TASK DETAILS -
Please rescale everything from the line containing "point: chimney -- one" down to the last of the stored records, writing out only those lines, requests included. Multiply each x and y coordinate in the answers by 0.35 and round it to a whole number, with halves rounded up.

### DATASET CONTENT ###

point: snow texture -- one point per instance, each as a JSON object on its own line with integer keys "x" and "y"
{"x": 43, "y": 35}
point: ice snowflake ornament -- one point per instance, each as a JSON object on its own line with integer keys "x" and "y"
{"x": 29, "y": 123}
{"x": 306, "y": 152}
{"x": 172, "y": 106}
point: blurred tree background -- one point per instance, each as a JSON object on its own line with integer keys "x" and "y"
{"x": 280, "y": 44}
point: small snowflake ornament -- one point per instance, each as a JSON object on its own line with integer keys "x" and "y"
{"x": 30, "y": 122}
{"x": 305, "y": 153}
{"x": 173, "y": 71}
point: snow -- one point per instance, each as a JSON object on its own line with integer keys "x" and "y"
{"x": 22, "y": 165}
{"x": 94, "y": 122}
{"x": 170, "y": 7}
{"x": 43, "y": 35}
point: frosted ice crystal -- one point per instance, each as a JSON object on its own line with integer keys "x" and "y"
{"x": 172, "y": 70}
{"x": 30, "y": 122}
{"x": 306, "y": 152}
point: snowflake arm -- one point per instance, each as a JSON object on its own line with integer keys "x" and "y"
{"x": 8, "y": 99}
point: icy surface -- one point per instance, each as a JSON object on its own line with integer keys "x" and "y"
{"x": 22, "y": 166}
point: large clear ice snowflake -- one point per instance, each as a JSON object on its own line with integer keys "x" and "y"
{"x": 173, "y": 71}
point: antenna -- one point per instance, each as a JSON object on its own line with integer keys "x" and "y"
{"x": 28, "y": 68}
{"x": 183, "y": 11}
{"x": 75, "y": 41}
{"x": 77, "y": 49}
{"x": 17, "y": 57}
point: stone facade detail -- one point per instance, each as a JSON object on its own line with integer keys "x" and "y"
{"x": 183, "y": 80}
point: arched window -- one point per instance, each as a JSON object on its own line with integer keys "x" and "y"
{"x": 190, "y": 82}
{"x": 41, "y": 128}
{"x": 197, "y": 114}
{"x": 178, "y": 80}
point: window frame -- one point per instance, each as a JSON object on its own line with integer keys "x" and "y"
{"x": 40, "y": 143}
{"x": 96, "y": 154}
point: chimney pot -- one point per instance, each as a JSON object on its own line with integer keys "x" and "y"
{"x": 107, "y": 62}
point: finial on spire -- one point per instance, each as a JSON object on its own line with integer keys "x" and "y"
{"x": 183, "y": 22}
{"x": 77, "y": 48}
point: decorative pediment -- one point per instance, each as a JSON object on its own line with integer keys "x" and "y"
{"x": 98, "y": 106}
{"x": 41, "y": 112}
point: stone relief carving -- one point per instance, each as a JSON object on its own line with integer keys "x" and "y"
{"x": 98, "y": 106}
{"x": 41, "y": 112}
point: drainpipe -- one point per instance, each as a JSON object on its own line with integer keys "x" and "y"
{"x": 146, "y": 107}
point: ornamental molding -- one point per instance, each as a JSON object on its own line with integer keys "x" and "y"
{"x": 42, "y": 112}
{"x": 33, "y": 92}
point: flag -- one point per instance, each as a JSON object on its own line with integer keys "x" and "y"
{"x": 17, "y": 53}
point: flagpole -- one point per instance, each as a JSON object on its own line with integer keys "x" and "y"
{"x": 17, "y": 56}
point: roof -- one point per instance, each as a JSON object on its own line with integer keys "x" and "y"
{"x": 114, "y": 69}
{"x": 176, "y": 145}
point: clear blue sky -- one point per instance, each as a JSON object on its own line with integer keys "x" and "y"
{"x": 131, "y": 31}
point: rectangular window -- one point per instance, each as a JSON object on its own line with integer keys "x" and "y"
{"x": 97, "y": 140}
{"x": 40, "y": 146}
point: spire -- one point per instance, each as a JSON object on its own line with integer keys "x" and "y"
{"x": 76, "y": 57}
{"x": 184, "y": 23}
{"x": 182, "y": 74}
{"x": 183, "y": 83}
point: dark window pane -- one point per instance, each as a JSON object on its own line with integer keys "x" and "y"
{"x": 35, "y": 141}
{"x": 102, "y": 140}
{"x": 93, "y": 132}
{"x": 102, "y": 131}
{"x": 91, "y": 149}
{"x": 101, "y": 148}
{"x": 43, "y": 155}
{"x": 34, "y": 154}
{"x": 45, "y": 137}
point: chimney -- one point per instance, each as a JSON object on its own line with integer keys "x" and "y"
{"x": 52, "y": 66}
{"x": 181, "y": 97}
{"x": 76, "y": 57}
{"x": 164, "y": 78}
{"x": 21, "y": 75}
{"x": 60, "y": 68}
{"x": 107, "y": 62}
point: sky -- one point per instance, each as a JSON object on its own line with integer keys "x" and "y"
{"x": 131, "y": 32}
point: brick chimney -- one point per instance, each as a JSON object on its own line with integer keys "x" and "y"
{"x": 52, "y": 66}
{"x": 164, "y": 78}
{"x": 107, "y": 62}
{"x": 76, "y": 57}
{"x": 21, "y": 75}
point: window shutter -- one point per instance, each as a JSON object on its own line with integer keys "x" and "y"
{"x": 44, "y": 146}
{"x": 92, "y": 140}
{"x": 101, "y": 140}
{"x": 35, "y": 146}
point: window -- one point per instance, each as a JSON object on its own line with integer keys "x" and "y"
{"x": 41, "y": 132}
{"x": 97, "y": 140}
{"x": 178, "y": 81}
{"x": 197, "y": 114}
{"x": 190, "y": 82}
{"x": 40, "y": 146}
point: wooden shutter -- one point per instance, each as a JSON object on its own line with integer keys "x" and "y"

###

PROBLEM SOLUTION -
point: chimney -- one point per instance, each as a JSON object on its own line with integer keys "x" and "y"
{"x": 18, "y": 23}
{"x": 63, "y": 34}
{"x": 27, "y": 20}
{"x": 57, "y": 27}
{"x": 7, "y": 26}
{"x": 21, "y": 24}
{"x": 37, "y": 22}
point: sky -- one point per instance, each as a JSON object on its own line with integer keys "x" and "y"
{"x": 46, "y": 11}
point: brick chimney -- one point per instance, each as a JSON object on its own line with integer keys "x" and "y"
{"x": 18, "y": 23}
{"x": 57, "y": 27}
{"x": 37, "y": 22}
{"x": 27, "y": 20}
{"x": 7, "y": 26}
point: window shutter -- one point per instance, each as a JSON object on its own line with integer keys "x" and "y"
{"x": 15, "y": 51}
{"x": 32, "y": 49}
{"x": 35, "y": 49}
{"x": 12, "y": 51}
point: window -- one point per instance, each as a JSON object on its own line with integer keys "x" and "y"
{"x": 14, "y": 46}
{"x": 34, "y": 49}
{"x": 62, "y": 28}
{"x": 69, "y": 40}
{"x": 67, "y": 29}
{"x": 14, "y": 51}
point: wooden shutter -- one point per instance, each as a JSON object on its own line with integer keys "x" and "y"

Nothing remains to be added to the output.